▶ Raw data
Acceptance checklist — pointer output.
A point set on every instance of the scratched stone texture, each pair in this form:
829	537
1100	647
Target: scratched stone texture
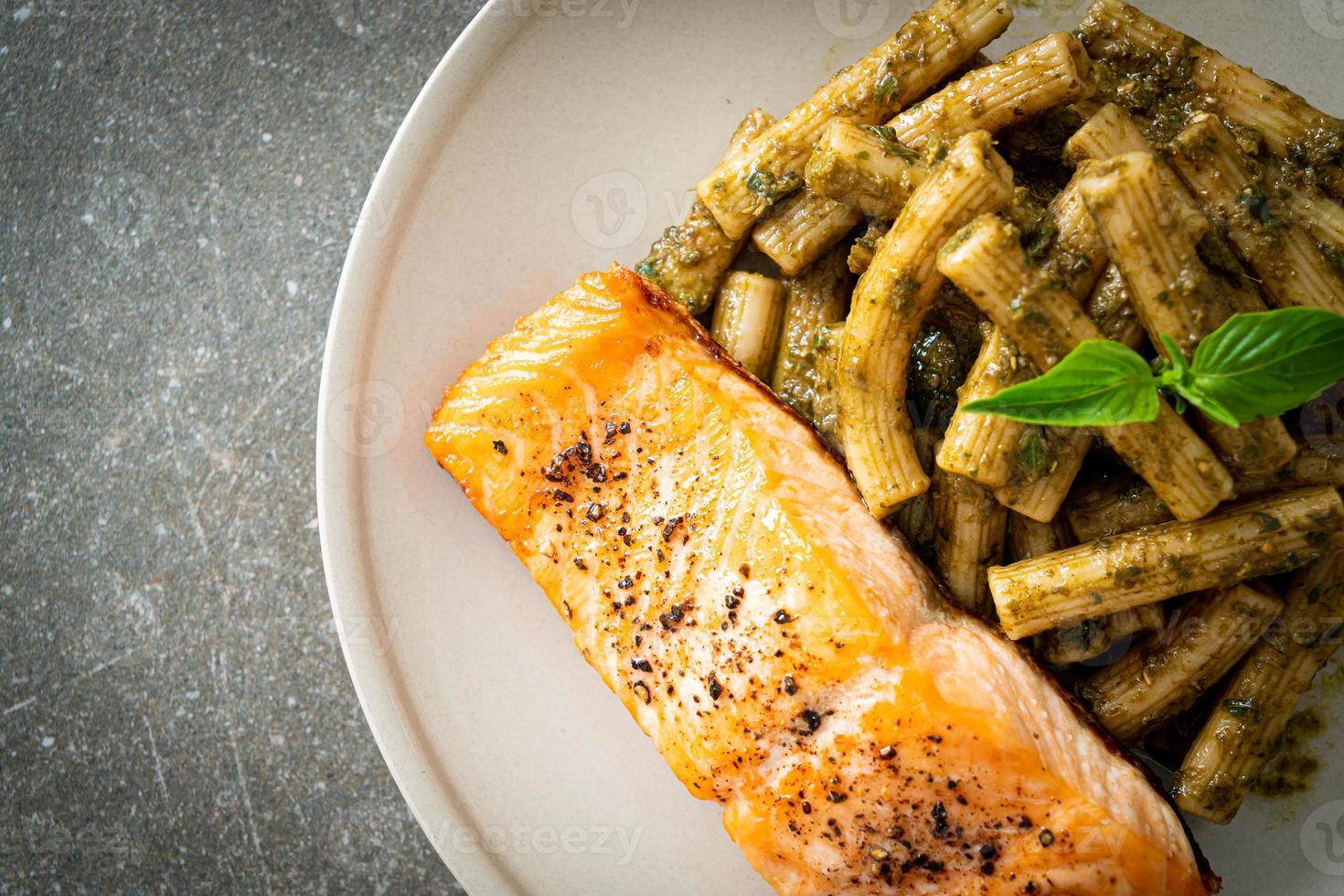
177	187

▶ Problem statement
Each line from the one containing "A point set" through the last line of the listing is to be given again exactly, with no pictures and no other lines.

▶ Your response
A point set on every instance of the scratched stone texture, each pair in this form:
829	537
1100	647
Target: scratched stone texture
177	187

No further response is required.